**Auftrag a**
Sammle aus den Datensätzen weiter unten jede Zeile, die das Wort „police“ enthält, und gib diese Zeilen vollständig wieder. Groß- und Kleinschreibung ist dabei zu beachten.
═════ Gezeigter Textauszug ═════
# Programmaufbau für Raumtemperturregelung mit vielen Räumen



## andreas-w211 (29 September 2021)

Hallo zusammen,

für eine Heizungssteuerung mit Einzelraum- Temperaturregelung brauche ich eine Strategie um die Programmierung mit Visuaisierung möglichst effizient umzusetzen. Die Temperaturen (PT1000, jeweils Luft- und Estrichtemp.) der ca. 50 Räume werden durch Multiplexer erfasst. Die Stellantriebe der FBH werden von der SPS direkt angesteuert. Als Steuerung kommt ein Wago PFC100 mit e!COCKPIT als Programmiersoftware zum Einsatz. Je Nutzungseinheit (umfasst 4 bis 6 Räume) werden die Soll- Raumtemperaturen durch ein Webpanel vorgegeben und die Istwerte angezeigt. 
Für eine Nutzungseinheit habe ich ein Programm und eine Visualisierung erstellt welches gut funktioniert. Das Programm ist aktuell sehr einfach und soll später über weitere Funktionen (z.B. Nachtabsenkung) erweitert werden. Ich habe zwar schon ein paar SPS- Programme erstellt, welche auch alle so funktionieren wie ich es mir vorgestellt habe, gelernt habe ich das Programmieren von Grund auf aber nie und brauche es auch nicht täglich.
Ich erstelle die Programme immer mit Funktionsbausteinen (bzw. CFC), da mir die grafische Darstellung sehr hilft. Bisher hatte ich jedoch keinen Fall, wo eine Funktion so häufig benötigt wird. 
Wie kann ich am besten damit umgehen? Wenn ich den bereits erstellten Funtionsbaustein für die Regelung eines Raums über 50 mal einfüge und mit den entsprechenden Ein- und Ausgängen versehe ist dies sehr Zeitraubend und bei Änderungen immer aufwändig.
Ich stelle mir vor die Variablen für einen Raum in einer Struktur (Datentyp) zu definieren, die Variable (1...50) wäre dann der entsprechende Raum.
Wie kann ich nun die vorhandene Funktion mehrfach nutzen? Geht das über Instanzen? Muss ich eine "Array of Struct" anlegen? 

Das gleiche gilt für die Visualisierung: Die einzelne Visualisierung für einen Raum würde ich als Frame einfügen und die definierten Schnittstellen müssten dann auf die jeweilige Struktur / Instanz zurückgreifen?
═════
**Auftrag b**
Führe bitte den Forumsbeitrag zur Raumtemperaturregelung für viele Räume dort fort, wo er oben endet.
═════ Zu verwendende Daten ═════
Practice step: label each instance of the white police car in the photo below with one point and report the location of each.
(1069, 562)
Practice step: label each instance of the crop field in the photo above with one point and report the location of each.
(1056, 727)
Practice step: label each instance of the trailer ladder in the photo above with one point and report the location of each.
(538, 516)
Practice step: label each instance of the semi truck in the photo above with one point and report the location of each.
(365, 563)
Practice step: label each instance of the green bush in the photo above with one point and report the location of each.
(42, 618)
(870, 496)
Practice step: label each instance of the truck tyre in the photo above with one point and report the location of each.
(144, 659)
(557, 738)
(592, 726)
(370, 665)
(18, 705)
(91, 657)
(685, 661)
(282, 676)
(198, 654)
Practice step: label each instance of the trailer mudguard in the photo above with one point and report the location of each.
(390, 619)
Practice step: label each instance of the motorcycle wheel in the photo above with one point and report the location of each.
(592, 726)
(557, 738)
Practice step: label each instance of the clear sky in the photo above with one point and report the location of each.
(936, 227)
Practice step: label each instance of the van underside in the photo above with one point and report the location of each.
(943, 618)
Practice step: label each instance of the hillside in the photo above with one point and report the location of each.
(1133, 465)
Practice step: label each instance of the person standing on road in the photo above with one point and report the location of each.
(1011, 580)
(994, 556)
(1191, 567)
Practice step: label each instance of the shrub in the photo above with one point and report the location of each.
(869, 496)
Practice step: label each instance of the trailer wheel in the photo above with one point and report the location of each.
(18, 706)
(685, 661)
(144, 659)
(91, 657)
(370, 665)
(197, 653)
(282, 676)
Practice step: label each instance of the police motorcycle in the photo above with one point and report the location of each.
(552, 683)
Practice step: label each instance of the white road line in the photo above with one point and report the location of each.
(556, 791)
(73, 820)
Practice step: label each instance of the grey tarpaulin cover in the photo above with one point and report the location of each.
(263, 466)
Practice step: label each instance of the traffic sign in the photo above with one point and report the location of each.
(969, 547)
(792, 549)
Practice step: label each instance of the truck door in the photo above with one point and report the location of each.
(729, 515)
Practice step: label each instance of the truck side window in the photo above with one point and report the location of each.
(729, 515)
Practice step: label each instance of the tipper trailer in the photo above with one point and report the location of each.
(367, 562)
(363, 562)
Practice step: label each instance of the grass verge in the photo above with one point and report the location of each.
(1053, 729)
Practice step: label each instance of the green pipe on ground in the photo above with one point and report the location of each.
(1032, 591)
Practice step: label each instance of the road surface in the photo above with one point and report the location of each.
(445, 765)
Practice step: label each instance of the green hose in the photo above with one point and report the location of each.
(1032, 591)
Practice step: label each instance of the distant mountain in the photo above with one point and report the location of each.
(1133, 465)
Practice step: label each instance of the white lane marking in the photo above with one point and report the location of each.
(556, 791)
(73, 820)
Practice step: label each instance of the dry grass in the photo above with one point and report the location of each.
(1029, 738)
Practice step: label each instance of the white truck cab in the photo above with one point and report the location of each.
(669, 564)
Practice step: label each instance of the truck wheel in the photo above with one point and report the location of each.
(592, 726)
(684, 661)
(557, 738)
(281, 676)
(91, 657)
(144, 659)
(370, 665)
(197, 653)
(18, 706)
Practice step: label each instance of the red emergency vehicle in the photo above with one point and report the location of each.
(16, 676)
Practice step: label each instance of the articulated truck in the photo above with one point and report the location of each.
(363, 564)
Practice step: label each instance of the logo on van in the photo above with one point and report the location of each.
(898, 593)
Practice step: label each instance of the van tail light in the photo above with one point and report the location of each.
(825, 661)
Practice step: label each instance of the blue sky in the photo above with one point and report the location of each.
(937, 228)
═════
**Ergebnis a**
Practice step: label each instance of the white police car in the photo below with one point and report the location of each.
Practice step: label each instance of the police motorcycle in the photo above with one point and report the location of each.

**Ergebnis b**
Eine weiteres bisher ungelöstes Problem: Die über die Visu eingestellten Sollwerte und Regelparameter sollen abgespeichert werden und auch bei Änderungen am Programm wiederhergestellt werden. Mit der Retain Persistant- Deklaration bleiben die Werte ja nur erhalten wenn sich das Programm nicht ändert (und beim OnlineChange). Hilft hier die Rezepturverwaltung weiter? Für alle zu speichernden Variablen in einem Rezept eine Rezeptur anlegen und das ganze dan auf der Speicherkanrte sichern. Wenn das Programm startet müsste die Rezeptur einmalig gelesen und dann in regelmäßigen Abständen geschrieben werden. Gibt es noch eine bessere Möglichkeit?

Vielen Dank,
Andreas


----------



## holgermaik (29 September 2021)

Hallo Andreas
Ich würde es über eine Struct lösen. Mache dir Gedanken was du als Eingänge, Ausgänge, ungespeicherte Variablen und gespeicherte Variablen brauchst. Definiere auch gleich spätere Erweiterungen oder setze Platzhalter. Den Struct dann übersichtlich Gliedern nach Variablen.
Ob man dann den Struct für die 50 Räume einzeln oder als Array definiert ist Geschmakssache. Übersichtlicher wird es als einzelne Definition mit aussagekräftigen Variablen.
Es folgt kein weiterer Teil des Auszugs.